_Text excerpt_

◇ ◇ ◇ ◇

Many historic paintings hide stories just below the surface—earlier sketches, reused papers, repairs, and subtle choices of color that are invisible to the naked eye. This article describes how researchers at the National Museum of Asian Art built a large, flexible scanning system that can gently examine big, fragile works of art without taking them off-site or cutting out samples. Using a famous Japanese folding screen decorated with painted fans as a test case, the team shows how their scanner can reveal the pigments, hidden drawings, and past restoration work that together tell the full life story of an artwork.

Figure 1
Figure 1.

A Custom Scanner Built Around the Artwork

Conventional scientific cameras and x-ray instruments are usually designed for small objects, like coins or laboratory samples. Large artworks—such as wall-size paintings or long handscrolls—are awkward to move and often must stay flat, which makes detailed analysis difficult. To solve this, the authors designed a wall-mounted, motorized rail system that can travel 4.5 meters horizontally and 1 meter vertically. A movable carriage glides along these rails and can accept different “heads,” such as an x-ray fluorescence unit or a reflectance imaging camera. Because the scanner’s frame is open rather than boxed-in, curators can slide very wide panels or screens underneath. The same motion platform serves multiple types of imaging, saving space, money, and setup time.

Seeing Elements and Colors Without Touching the Paint

The first major tool attached to the scanner is an x-ray fluorescence (XRF) system. When the x-ray beam hits the painting, different chemical elements in the pigments emit characteristic signals, which are captured by a detector. By pausing at thousands of points in a grid, the system creates “element maps” that show where mercury, lead, copper, silver, gold, and other elements appear across the artwork. In the fan screen, these maps confirmed shell gold and gold leaf in the waves and decorations, silver details in garments and landscapes, and classic red and orange pigments such as vermilion and red lead. Subtle patterns—like traces of silver that have darkened to silver sulfide, or unusual mixtures of iron and copper in brown areas—help identify both original materials and later retouching.

Using Invisible Light to Reveal Hidden Designs

The second major tool is a camera that records reflected light from the visible into the near-infrared, followed by a separate short-wave infrared camera on a commercial system. These cameras capture hundreds of narrow color bands, far beyond what human eyes can see. By moving the scanner in a smooth “push-broom” path, the system builds up detailed image cubes that can be processed to highlight specific pigments and underdrawings. On one fan panel, short-wave infrared images made a faint sketch of a building and a figure—possibly a monk—stand out clearly, even though they are barely visible in normal light. In other areas, infrared signatures showed differences between ink and silver waves, revealed retouching of damaged silver, and confirmed pigments such as azurite, malachite-like copper greens, shell white, and mixtures that create pink garments or pale blues.

◇ ◇ ◇ ◇

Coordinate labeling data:
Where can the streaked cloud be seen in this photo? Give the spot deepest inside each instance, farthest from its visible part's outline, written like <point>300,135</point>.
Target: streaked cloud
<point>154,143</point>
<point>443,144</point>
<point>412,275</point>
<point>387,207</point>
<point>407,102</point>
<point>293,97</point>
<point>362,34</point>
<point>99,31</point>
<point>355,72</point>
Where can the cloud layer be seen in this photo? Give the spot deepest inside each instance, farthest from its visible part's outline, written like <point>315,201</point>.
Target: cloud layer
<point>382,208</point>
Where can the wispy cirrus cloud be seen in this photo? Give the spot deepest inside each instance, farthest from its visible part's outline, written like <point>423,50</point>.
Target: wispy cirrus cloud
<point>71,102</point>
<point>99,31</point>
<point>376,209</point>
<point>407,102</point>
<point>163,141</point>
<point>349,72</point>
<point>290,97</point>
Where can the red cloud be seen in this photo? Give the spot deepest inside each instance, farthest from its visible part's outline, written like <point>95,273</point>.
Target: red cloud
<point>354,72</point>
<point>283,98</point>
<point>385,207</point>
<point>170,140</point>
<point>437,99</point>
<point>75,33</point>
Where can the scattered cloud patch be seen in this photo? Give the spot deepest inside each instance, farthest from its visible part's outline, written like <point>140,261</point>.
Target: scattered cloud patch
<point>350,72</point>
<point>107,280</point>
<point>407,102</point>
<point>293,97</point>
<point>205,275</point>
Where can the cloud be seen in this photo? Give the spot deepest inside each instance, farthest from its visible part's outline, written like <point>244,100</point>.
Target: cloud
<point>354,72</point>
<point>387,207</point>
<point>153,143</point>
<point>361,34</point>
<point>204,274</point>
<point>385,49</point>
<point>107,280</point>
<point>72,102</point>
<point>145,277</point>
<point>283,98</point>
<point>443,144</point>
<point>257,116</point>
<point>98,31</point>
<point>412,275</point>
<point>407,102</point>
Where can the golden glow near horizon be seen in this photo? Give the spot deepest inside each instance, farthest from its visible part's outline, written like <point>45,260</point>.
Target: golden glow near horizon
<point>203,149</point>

◇ ◇ ◇ ◇

_What this exercise asks_
**A.** Set down the passage from the scanner article from "Many historic paintings" to "of an artwork.".
**B.** Name the chemical elements that the scanner article lists in its sentence about the "element maps."
**C.** Sum up the scanner article in two sentences.

_Task-by-task solutions_
**A.**
Many historic paintings hide stories just below the surface—earlier sketches, reused papers, repairs, and subtle choices of color that are invisible to the naked eye. This article describes how researchers at the National Museum of Asian Art built a large, flexible scanning system that can gently examine big, fragile works of art without taking them off-site or cutting out samples. Using a famous Japanese folding screen decorated with painted fans as a test case, the team shows how their scanner can reveal the pigments, hidden drawings, and past restoration work that together tell the full life story of an artwork.

**B.** Mercury, lead, copper, silver, gold

**C.** Researchers at the National Museum of Asian Art built a wall-mounted, motorized rail scanner with interchangeable heads that can examine large, fragile artworks without taking them off-site or cutting out samples. Tested on a Japanese folding screen decorated with painted fans, its x-ray fluorescence and infrared imaging tools revealed pigments, hidden drawings, and past restoration work.